Dr WOOLDRIDGE (Health and Aged Care) (9:52 AM) —I move:

That the bill be now read a second time.

This government is committed to ensuring a balance between public and private health sectors. This balance will ensure Australians have a level of choice as well as universal access to excellent health care. We have demonstrated this commitment through recent reforms to private health insurance, including the introduction of the 30 per cent rebate, loyalty bonuses, promotion of simplified billing and reforms to make the private health insurance industry more responsive and flexible. These reforms are based on a 1997 inquiry into private health insurance conducted by the Industry Commission and extensive consultation with consumer and industry groups. Lifetime Health Cover is another major and important reform arising from this process.

This bill amends the National Health Act 1953 to introduce Lifetime Health Cover into private health insurance. Under Lifetime Health Cover, health funds will be required to set different premiums depending on the age at which a member first takes out hospital cover with a registered health fund. Lifetime Health Cover encourages people to join a fund early in life and to maintain their membership and discourages hit-and-run behaviour. All of this increases the stability of the industry and helps contain the rising cost of health insurance premiums.

Under Lifetime Health Cover, people who take out hospital cover with a registered organisation before the age of 30 and maintain their membership pay lower premiums throughout their lifetime relative to people who delay joining. People who join after the age of 30 will pay a two per cent premium loading for each year they delay joining. This loading is capped at a maximum of 70 per cent above the premium payable by a person who joins at the age of 30. To ensure a fair and equitable transition to Lifetime Health Cover, existing members of private health insurance funds who have hospital cover no matter what their age will be treated as if they had joined a fund at the age of 30. People currently without private health insurance will be given the chance to join and pay the 30-year-old rate irrespective of their age in a 12-month period of grace from 1 July this year to 30 June next year. Special provisions also apply to older Australians. People born before 1 July 1934 can take out hospital cover at any time in the future without paying a loading for joining late in life. If people in this age category choose to join a health fund at any time they will pay the same premium as a 30-year-old new member.

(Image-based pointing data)

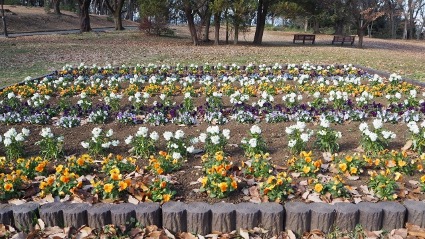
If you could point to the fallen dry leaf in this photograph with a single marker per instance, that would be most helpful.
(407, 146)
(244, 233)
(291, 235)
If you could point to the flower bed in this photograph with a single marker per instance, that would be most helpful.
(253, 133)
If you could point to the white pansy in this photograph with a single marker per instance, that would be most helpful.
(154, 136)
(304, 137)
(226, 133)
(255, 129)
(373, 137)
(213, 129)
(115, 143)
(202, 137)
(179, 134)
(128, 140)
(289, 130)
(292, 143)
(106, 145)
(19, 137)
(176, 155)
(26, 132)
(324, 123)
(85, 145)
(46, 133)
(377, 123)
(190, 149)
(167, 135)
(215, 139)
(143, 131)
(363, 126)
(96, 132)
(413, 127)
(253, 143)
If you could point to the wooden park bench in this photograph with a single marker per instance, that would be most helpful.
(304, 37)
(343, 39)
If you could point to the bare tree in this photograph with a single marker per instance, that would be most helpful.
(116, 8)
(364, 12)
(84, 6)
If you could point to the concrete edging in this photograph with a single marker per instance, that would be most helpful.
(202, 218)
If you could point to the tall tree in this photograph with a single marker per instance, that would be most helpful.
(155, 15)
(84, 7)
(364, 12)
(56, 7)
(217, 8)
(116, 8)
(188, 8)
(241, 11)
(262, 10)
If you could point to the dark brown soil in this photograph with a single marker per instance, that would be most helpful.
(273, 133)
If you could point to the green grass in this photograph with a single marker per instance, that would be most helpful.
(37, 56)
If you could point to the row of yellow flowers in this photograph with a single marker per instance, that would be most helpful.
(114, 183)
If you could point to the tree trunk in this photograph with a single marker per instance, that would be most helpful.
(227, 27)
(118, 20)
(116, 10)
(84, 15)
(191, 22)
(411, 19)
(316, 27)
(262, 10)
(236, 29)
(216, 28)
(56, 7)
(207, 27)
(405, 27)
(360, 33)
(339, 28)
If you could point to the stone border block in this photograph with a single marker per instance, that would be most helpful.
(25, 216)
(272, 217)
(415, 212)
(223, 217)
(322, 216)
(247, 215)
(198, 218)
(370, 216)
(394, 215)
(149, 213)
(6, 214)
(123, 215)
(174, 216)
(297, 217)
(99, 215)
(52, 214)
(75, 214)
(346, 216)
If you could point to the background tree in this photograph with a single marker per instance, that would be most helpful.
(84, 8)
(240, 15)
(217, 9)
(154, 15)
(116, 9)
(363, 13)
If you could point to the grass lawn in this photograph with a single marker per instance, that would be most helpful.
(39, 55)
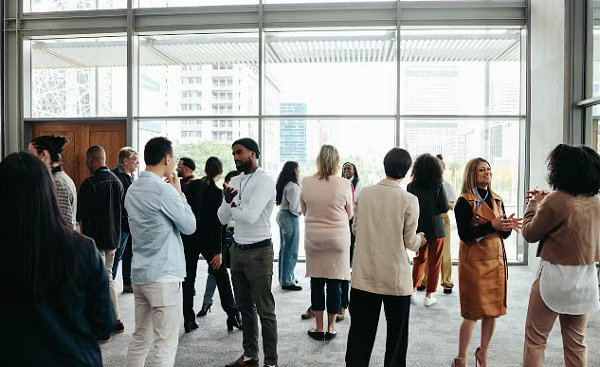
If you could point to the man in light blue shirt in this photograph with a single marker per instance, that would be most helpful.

* * *

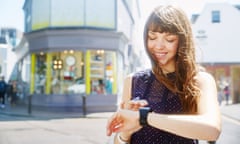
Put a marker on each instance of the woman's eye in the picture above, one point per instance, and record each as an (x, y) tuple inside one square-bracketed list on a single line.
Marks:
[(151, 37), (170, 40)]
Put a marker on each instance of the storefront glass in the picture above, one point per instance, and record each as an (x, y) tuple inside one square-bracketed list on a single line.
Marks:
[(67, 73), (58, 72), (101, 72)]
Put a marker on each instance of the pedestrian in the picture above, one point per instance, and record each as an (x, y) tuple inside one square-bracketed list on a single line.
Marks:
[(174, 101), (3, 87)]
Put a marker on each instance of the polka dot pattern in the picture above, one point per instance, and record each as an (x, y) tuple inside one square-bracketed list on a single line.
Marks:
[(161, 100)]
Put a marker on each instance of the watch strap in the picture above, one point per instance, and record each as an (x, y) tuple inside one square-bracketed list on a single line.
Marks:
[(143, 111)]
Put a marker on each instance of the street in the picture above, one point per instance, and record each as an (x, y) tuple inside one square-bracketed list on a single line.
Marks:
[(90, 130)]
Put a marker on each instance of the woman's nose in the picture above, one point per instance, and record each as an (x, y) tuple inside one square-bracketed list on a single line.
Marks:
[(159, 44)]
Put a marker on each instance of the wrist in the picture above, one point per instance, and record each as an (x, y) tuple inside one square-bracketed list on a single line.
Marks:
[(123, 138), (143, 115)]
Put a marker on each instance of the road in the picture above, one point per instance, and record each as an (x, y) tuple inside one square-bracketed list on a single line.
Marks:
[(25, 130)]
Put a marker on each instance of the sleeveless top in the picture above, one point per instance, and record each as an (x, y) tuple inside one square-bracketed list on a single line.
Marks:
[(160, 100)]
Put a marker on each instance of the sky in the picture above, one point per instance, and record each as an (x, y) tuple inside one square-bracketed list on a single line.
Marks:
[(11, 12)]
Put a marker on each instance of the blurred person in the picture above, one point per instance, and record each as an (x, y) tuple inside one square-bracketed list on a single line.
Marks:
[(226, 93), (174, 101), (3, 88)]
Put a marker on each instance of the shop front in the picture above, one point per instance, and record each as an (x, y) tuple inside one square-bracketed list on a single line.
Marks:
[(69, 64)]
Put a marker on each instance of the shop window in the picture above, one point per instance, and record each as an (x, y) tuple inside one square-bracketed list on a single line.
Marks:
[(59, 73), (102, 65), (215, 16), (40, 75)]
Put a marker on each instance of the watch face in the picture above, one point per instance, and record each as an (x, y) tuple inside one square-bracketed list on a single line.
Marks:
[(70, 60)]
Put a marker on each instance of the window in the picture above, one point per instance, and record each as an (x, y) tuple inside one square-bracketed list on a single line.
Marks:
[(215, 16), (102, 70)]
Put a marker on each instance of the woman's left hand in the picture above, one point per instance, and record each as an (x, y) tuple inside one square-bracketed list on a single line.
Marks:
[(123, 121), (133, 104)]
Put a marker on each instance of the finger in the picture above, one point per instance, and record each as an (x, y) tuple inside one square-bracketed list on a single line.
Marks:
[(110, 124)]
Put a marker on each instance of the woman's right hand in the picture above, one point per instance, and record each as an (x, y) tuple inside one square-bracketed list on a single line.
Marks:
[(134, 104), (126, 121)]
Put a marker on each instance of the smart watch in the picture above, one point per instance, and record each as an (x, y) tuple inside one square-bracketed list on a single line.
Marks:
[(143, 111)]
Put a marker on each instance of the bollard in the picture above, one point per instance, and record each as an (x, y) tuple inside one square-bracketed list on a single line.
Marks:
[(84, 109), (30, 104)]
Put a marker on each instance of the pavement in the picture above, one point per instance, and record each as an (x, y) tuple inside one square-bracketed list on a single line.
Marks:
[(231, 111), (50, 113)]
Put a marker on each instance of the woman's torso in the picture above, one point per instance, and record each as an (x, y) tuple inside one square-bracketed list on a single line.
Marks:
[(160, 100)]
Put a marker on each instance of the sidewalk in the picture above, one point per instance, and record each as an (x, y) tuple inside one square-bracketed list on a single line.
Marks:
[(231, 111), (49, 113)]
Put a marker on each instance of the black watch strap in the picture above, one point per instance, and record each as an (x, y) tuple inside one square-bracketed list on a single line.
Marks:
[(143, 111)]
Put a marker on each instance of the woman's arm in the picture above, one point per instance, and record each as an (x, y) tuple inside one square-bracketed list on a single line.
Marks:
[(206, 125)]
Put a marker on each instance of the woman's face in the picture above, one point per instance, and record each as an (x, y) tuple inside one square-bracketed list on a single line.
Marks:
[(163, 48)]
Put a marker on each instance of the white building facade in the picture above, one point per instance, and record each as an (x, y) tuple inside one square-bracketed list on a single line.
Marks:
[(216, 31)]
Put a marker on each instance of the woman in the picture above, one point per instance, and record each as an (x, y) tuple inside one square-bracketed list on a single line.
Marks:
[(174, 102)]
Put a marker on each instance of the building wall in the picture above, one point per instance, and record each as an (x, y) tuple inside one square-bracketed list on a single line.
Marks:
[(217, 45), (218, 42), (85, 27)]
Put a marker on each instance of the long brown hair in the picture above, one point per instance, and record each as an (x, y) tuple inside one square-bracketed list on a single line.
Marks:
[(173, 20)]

...

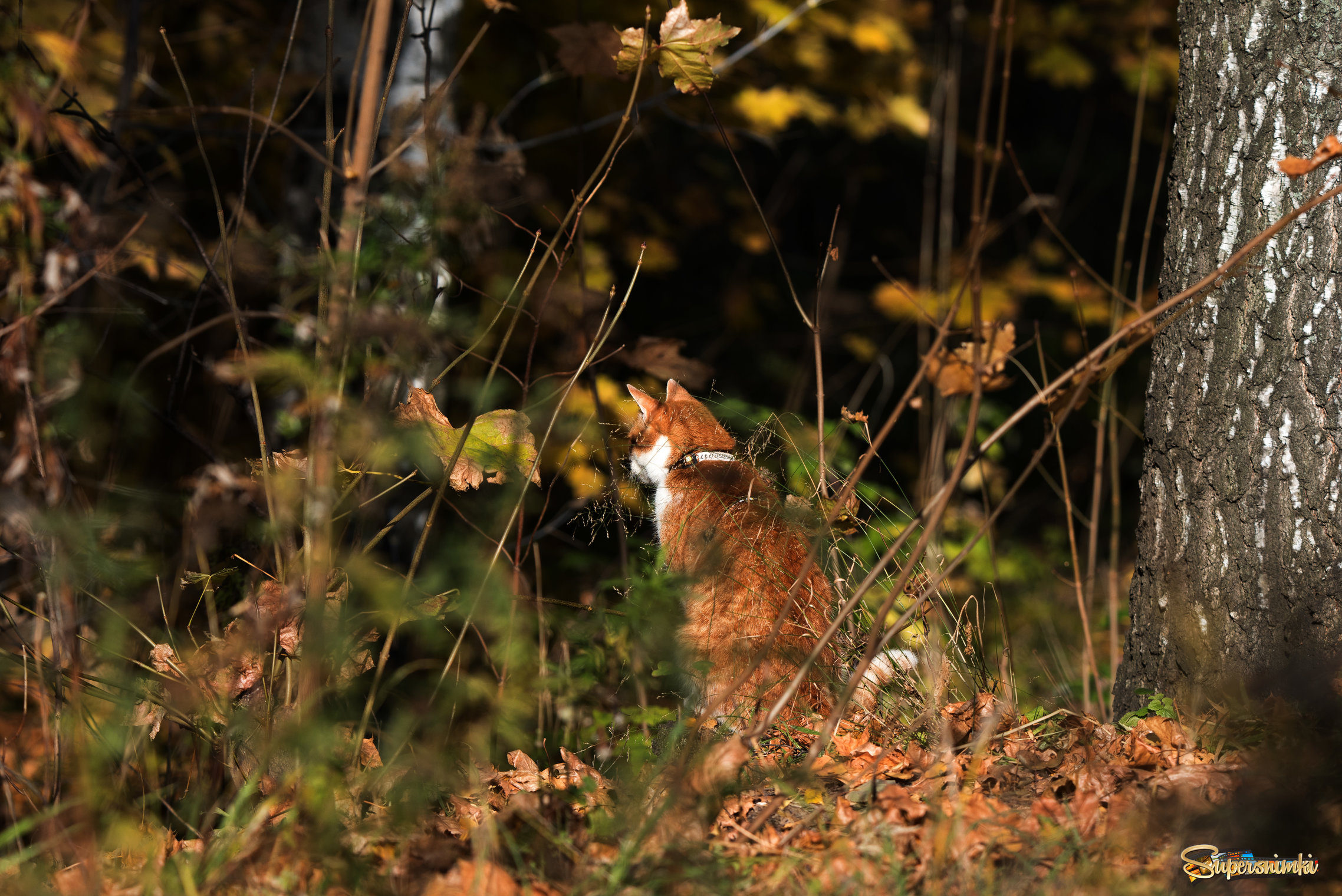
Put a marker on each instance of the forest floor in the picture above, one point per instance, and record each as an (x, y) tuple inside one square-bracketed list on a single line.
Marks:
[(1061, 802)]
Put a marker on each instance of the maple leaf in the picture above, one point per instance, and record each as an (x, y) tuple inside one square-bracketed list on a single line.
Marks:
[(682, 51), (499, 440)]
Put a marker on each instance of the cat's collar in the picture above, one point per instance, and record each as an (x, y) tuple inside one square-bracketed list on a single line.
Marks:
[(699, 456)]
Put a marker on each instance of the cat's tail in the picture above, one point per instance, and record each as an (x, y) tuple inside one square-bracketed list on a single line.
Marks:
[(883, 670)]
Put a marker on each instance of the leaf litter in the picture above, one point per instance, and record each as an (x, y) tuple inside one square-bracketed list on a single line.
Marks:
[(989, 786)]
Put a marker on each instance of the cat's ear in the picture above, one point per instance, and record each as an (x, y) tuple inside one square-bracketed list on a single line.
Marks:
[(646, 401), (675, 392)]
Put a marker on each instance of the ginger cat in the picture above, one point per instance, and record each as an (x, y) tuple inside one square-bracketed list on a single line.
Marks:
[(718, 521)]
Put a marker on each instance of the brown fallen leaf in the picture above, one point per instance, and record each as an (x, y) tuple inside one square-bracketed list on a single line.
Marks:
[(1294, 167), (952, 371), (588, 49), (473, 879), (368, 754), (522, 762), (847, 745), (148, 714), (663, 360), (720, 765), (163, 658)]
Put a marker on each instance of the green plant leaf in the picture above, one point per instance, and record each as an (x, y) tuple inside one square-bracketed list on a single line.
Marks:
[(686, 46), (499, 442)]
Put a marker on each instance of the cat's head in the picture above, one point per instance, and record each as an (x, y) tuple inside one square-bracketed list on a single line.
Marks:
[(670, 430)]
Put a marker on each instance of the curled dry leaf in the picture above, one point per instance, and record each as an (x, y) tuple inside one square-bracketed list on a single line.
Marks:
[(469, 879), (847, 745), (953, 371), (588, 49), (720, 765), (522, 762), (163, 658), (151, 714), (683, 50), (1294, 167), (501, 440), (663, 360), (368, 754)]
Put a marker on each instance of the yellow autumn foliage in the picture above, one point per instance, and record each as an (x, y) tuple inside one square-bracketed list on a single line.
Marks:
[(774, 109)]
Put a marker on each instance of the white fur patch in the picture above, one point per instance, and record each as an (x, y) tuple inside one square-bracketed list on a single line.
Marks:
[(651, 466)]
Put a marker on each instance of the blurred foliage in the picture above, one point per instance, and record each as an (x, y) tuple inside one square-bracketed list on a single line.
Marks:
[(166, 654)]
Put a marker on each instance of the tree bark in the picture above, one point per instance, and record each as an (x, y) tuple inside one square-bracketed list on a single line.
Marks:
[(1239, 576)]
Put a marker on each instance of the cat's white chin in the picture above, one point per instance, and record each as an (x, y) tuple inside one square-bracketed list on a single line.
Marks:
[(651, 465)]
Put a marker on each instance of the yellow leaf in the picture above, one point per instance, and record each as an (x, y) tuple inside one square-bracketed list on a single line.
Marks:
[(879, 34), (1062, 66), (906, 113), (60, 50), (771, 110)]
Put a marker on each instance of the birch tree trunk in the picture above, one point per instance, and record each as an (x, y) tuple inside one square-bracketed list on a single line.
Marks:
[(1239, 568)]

List of tasks:
1/ Rewrite the health insurance speech starting with the words "Dr WOOLDRIDGE (Health" and ending after "from this process.", swapping "extensive" for "broad".
2/ Carry the speech on Lifetime Health Cover on from its last sentence.
The listing has no connection to the text.

Task answers:
1/
Dr WOOLDRIDGE (Health and Aged Care) (9:52 AM) —I move:

That the bill be now read a second time.

This government is committed to ensuring a balance between public and private health sectors. This balance will ensure Australians have a level of choice as well as universal access to excellent health care. We have demonstrated this commitment through recent reforms to private health insurance, including the introduction of the 30 per cent rebate, loyalty bonuses, promotion of simplified billing and reforms to make the private health insurance industry more responsive and flexible. These reforms are based on a 1997 inquiry into private health insurance conducted by the Industry Commission and broad consultation with consumer and industry groups. Lifetime Health Cover is another major and important reform arising from this process.

2/
This government recognises that people may need to discontinue their private health insurance membership for a period of time due to, for example, a change in income or an overseas posting. Lifetime Health Cover therefore allows people a 24-month absence from private health insurance without a loading being applied to the premium when they return. An individual who is absent for more than 24 months and then returns to a private health insurance fund will incur a loading of two per cent on top of the premium for every additional 12 months that they were absent from private health insurance.

This bill allows for regulations to be drafted to allow health funds to extend the allowed period of absence for individuals in special circumstances. It also allows for me, as the Minister for Health and Aged Care, to determine that people in exceptional circumstances who were unable to lock into the lower premium rate on 1 July 2000 due to proven hardship are to be given the base rate premium. Determinations of this kind will be made on an individual basis and regulations will specify the circumstances under which such a determination is able to be made.

Lifetime Health Cover complements the major reforms to private health insurance already undertaken by the government. It delivers another important part of the government's commitment to reform the private health insurance industry and to maintain the balance between public and private health sectors. I present the explanatory memorandum to this bill.

Debate (on motion by Ms Macklin) adjourned.